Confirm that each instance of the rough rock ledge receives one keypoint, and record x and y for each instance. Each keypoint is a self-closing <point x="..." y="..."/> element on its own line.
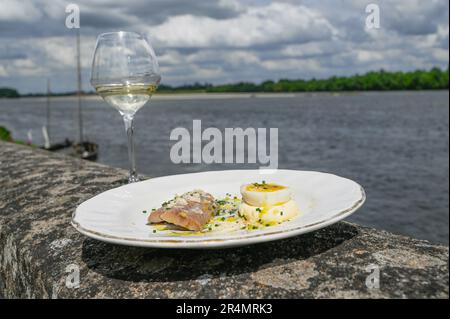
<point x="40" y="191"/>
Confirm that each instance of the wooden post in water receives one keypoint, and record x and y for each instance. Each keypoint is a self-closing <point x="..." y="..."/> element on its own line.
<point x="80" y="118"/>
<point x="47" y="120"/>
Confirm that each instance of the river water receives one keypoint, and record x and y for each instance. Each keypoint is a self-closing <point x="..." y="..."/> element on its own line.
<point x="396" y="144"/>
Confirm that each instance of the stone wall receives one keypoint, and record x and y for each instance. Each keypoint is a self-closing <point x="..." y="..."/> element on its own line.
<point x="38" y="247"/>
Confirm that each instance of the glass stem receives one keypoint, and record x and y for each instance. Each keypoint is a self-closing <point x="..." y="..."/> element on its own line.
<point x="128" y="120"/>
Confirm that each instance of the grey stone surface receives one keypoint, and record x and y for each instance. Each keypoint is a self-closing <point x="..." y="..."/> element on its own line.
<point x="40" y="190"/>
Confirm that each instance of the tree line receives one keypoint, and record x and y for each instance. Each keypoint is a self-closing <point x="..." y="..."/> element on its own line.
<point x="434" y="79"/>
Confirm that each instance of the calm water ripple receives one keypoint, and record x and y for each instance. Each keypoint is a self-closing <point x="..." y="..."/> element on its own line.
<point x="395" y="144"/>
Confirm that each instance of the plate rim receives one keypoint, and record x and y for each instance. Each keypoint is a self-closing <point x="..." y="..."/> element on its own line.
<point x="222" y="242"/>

##############################

§ **Latihan Tertulis**
Tulis ulang semua item di atas kata demi kata, tetapi jangan sertakan gambarnya.

§ **Jawaban**
Confirm that each instance of the rough rock ledge receives one keypoint, and record x and y for each instance. Each keypoint is a self-closing <point x="..." y="..."/> element on its own line.
<point x="40" y="191"/>
Confirm that each instance of the wooden post in water receives one keypoint, and record x and y for each instance. Each keypoint is a self-closing <point x="..." y="..."/> element on its own line.
<point x="80" y="118"/>
<point x="47" y="120"/>
Confirm that each instance of the river water receives one keypoint, and record x and y for each instance. Each keypoint is a self-closing <point x="..." y="..."/> element on its own line.
<point x="396" y="144"/>
Confirm that each instance of the stone wall receives one keypoint, and record x and y for each instance. Each keypoint is a self-closing <point x="..." y="..."/> element on its own line.
<point x="38" y="247"/>
Confirm that each instance of the glass stem receives one keypoint, and record x and y for each instance. Each keypoint is a self-closing <point x="..." y="..."/> element on its own line.
<point x="128" y="120"/>
Confirm that each instance of the grey stone surface receives one keypoint, and record x and y for each instance. Each keypoint is a self-closing <point x="..." y="..."/> element on its own line.
<point x="40" y="190"/>
Confirm that each instance of the tree line receives one keypoint, and record x and y for each instance. Each keypoint is a self-closing <point x="..." y="..."/> element on its own line.
<point x="434" y="79"/>
Confirm that each instance of the calm water ripple receives one keypoint, and record x and y for each instance. Each keypoint is a self-closing <point x="..." y="..."/> element on its own line.
<point x="395" y="144"/>
Confirm that each instance of the plate rim receives one keypoint, and record x and y for each instance. Each keypoint is a self-closing <point x="..." y="..."/> element on its own line.
<point x="222" y="242"/>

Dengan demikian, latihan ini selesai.